-- begin Supplied data --

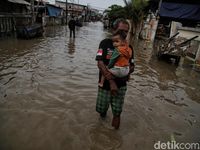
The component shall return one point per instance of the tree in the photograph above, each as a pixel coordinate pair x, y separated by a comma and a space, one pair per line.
136, 12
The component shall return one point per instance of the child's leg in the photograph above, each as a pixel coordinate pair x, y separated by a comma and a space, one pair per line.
101, 81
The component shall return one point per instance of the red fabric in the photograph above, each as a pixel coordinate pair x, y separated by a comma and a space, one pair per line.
125, 55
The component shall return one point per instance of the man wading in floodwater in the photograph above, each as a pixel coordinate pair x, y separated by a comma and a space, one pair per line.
114, 89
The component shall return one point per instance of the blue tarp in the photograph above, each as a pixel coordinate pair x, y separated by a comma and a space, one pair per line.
180, 11
54, 11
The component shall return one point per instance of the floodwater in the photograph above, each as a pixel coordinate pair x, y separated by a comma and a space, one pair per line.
48, 90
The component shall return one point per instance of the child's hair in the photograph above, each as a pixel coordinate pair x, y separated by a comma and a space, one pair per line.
122, 34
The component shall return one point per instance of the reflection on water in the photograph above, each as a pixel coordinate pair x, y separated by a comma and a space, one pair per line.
48, 92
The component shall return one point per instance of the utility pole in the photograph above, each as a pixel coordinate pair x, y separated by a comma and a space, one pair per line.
66, 11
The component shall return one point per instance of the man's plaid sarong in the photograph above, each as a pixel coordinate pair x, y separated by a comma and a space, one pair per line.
104, 98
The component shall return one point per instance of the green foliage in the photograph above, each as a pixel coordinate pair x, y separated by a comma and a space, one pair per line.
136, 10
115, 11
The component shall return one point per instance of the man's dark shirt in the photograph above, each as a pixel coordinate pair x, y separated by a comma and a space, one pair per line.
104, 54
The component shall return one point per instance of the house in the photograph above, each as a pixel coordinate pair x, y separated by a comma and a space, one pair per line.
183, 17
13, 13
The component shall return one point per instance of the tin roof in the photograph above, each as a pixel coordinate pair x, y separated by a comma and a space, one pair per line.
19, 2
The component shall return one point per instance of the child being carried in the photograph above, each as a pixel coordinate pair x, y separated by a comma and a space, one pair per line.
119, 62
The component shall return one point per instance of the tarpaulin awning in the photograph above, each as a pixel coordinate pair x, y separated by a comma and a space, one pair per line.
19, 2
180, 11
53, 11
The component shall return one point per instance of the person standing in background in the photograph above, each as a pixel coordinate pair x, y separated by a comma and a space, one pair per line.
72, 25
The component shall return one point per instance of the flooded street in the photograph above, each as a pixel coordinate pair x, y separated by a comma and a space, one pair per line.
48, 89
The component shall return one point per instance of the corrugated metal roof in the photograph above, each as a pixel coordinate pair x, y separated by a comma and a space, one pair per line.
19, 2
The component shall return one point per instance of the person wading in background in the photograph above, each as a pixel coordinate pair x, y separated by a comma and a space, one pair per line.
72, 25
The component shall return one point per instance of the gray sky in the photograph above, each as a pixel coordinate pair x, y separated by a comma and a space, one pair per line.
95, 3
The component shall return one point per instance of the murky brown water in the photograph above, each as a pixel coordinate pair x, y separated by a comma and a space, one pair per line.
48, 92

-- end Supplied data --

Problem to solve:
Transcribe the records above exactly, omitting every picture they contain.

Finished answer:
The component shall return one point per instance of the tree in the photograph above, each as a pixel coordinate pair x, y separated by a comma and a space, one pair per line.
136, 12
The component shall return one point per instance of the child's leg in the photograph above, each as a pixel coordinate pair x, y separated by a comma and a space, one pair per line.
101, 81
The component shall return one point per instance of the red fabric in the photograph above, each as a pixel coordinate pair x, y separated by a comma and a space, one pair per line.
125, 55
The component shall return one point per instance of the man wading in floodwater in the photograph above, each as a pixel coordinate pair x, y separated by a comma and a space, one pair per line.
114, 89
The component shall return one point per instance of the blue tarp in the photograph above, each as a pixel coordinate pair x, y separated by a comma and a space, one pair per line.
180, 11
54, 11
The component shall return one point per instance of the floodwater in the photograph above, each as a pixel coordinate pair x, y separated by a comma and a space, one pair per line.
48, 90
The component shall return one point per instance of the child's hair in the photograph above, each as a pixel coordinate pair x, y separated by a comma and a space, one pair per line.
122, 34
The component shall return one point per instance of the reflection on water in the photograph above, each as a pixel coordinate pair x, y separated by a comma and a space, one pair per line.
48, 92
The component shall return one point per instance of the utility pole in the photograph above, each as a pixel coordinate pair x, y separated by a comma and a space, one pair per line.
66, 11
The component shall return one point per instance of the man's plaid sarong in the photograph above, each as a pixel coordinate pair x, y separated by a comma and a space, one pair per line.
104, 98
The component shall return one point per instance of the green foliage in the photograph above, each as a pixel coordinate pair x, y separated by a comma and a space, one pair per line.
136, 10
115, 11
The component shall return one point per instance of the man's dark shirt in the photograph above, each as a pixel coordinate pair x, y separated by a comma and a space, one pair per line.
104, 54
The component shall return one point per instance of the house in the photograph above, each as a pixel coordinate pair x, y separated by a comma and a space, one pair per line.
183, 17
13, 13
The component shall return one point per instance of the tin roof in the photograph above, each as a pixel coordinate pair x, y separated by a comma and a space, one pair per line.
19, 2
The component shall return one point per instance of the child being carried in the photograph above, each as a pixel coordinate pair x, y separated by a comma and a space, one pair per line.
119, 62
The component shall return one point per instance of the tarpaulin awning in the photograph above, each as a pixel coordinate pair x, y separated by a comma and a space, one pair per line.
19, 2
180, 11
53, 11
The component shall return one point per instance of the person standing in background in the photograph above, each as a pixel coordinate pair x, y separated by a comma and a space, one pair per line.
72, 25
The component shall return one point per instance of the flooded street in the photograph above, each as a pixel coordinate pair x, y separated by a comma and a space, one pair per line.
48, 89
The component shall return one point per instance of the corrugated metal roof in the photograph above, each as a pixel coordinate pair x, y separated by a comma and a space, one pair per line.
19, 2
The component shall return one point per instance of the person wading in background in the photograph above, each as a pixel coordinate pair x, y separated by a comma and a space, one pair per line.
72, 25
The component shall return one point per instance of the gray sky in the photograph above, each as a pixel coordinate pair x, y separated by a comma and a space, one pair per line.
95, 3
The component shall return one point per instance of the murky brown water in the photograph above, each as a pixel coordinate pair x, y separated by a comma and a space, one pair per line.
48, 92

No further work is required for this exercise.